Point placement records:
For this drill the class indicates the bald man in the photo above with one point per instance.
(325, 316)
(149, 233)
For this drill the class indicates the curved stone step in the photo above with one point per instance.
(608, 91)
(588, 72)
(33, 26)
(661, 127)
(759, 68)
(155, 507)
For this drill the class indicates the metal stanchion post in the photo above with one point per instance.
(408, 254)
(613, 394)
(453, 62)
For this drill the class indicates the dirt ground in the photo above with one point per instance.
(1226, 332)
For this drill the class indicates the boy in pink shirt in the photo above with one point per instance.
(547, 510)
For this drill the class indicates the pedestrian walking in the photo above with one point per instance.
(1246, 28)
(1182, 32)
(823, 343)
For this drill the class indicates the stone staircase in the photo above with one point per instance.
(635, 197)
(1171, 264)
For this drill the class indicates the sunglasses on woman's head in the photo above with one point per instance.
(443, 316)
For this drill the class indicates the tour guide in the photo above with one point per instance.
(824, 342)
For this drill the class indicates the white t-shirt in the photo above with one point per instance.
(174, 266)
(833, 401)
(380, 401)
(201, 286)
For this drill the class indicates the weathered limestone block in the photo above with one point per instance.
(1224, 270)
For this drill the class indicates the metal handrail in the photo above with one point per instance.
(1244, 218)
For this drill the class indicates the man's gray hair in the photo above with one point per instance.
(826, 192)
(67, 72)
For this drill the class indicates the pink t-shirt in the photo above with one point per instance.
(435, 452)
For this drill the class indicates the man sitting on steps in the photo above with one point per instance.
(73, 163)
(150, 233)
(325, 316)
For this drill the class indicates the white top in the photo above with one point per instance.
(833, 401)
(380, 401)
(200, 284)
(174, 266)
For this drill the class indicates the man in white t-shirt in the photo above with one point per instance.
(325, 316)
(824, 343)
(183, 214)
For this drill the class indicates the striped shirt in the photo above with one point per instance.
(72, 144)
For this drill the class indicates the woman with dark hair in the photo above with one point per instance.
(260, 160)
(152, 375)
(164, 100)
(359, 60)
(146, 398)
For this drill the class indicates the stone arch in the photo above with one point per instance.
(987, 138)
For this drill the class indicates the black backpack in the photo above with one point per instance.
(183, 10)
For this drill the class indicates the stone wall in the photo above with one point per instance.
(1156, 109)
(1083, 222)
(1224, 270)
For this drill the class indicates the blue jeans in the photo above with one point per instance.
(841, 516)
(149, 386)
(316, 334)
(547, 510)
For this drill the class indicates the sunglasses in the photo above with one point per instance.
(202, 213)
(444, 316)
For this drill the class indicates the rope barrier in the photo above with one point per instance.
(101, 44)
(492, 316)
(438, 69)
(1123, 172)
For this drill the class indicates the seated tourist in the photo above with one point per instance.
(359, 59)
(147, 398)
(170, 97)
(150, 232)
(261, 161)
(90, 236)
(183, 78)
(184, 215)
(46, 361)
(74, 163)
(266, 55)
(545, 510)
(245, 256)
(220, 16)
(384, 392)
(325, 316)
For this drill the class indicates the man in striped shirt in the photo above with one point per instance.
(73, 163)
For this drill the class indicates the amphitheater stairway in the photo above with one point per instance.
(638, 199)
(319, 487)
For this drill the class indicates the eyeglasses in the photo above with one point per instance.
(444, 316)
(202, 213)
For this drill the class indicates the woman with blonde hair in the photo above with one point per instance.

→ Task description
Go through all the items above and swap "indicates" for "marks" wherever it occurs, leaving every other word and mark as it stands.

→ Correct output
For this drill the class marks the bald man in the photo above with one point per instance.
(325, 316)
(149, 233)
For this drill the class marks the curved stone step in the photo above with one point per instance.
(608, 91)
(588, 72)
(33, 26)
(661, 127)
(759, 68)
(155, 507)
For this drill the class marks the metal stanchion post in the photo above with one point per instance.
(408, 254)
(613, 394)
(453, 62)
For this drill the class marks the dirt ground in the photo above with one point per instance.
(1226, 332)
For this drill the class marks the boy in pink shirt in the photo above with one point per instance.
(547, 510)
For this drill the class marks the pedestrian walking in the photo above with one point per instance.
(1246, 28)
(1182, 32)
(823, 343)
For this drill the class marks the stone staircase in the photo above with one point per instance.
(635, 197)
(1171, 264)
For this drill the class marks the sunglasses on woman's head in the photo above with one point per instance.
(443, 316)
For this drill the class marks the tour guide in the photo above with one point per instance.
(824, 342)
For this drill the class marks the white t-shirt in the photo above with one point per instance.
(174, 266)
(833, 401)
(380, 401)
(201, 286)
For this drill the class marks the weathered limestone block in the photo above with one point per instance.
(1224, 270)
For this drill the class marks the metal handrail in the photo above with one point per instance.
(1244, 218)
For this drill the class marks the man's gray hair in the photo above with one point per instance.
(826, 192)
(67, 72)
For this drill the class marks the pink t-shirt in the photo above with one point per instance.
(435, 452)
For this drill the class marks the man sitting on steps in the photo above with one point per instance.
(73, 163)
(150, 233)
(325, 316)
For this drill the class marks the white top in the photo above with one point per instance.
(833, 401)
(380, 401)
(200, 284)
(174, 266)
For this drill the class marks the man in white t-shirt in the photo above with one point per instance.
(325, 316)
(824, 343)
(183, 214)
For this drill the class marks the striped shirt in the photo above with one point per instance.
(72, 144)
For this drill the class marks the woman with dark hair in the photo above with one point per instance.
(260, 160)
(152, 375)
(164, 100)
(359, 60)
(146, 398)
For this drill the class marks the stone arch in the photo above with one point per instance.
(987, 138)
For this drill the class marks the black backpack in the photo above with one point per instance.
(183, 10)
For this drill the class marks the stone wall in the photo above with one point per instance.
(1156, 109)
(1083, 222)
(1224, 270)
For this drill the class marks the blue jeans in the photo above with one point per instance.
(841, 516)
(149, 386)
(316, 334)
(547, 510)
For this drill the class marks the sunglasses in the photo above with one point per instance.
(202, 213)
(444, 316)
For this drill the class marks the rope barrier in the photo above with one point per instance.
(101, 44)
(492, 316)
(438, 69)
(1123, 172)
For this drill the class marks the seated tourist in the photo above with one point per instance.
(359, 59)
(147, 398)
(170, 97)
(150, 232)
(261, 161)
(90, 236)
(183, 78)
(184, 215)
(46, 361)
(74, 163)
(266, 55)
(545, 510)
(245, 256)
(220, 16)
(384, 392)
(325, 316)
For this drill the class marks the man in striped shirt in the photo above with one point per instance.
(73, 163)
For this drill the class marks the amphitheater stairway in the photo above with one point per instance.
(638, 199)
(319, 487)
For this drill the class marks the eyeglasses in the photo above with one point per instance.
(444, 316)
(202, 213)
For this drill the class marks the woman with blonde hair in the photo above with one point per instance.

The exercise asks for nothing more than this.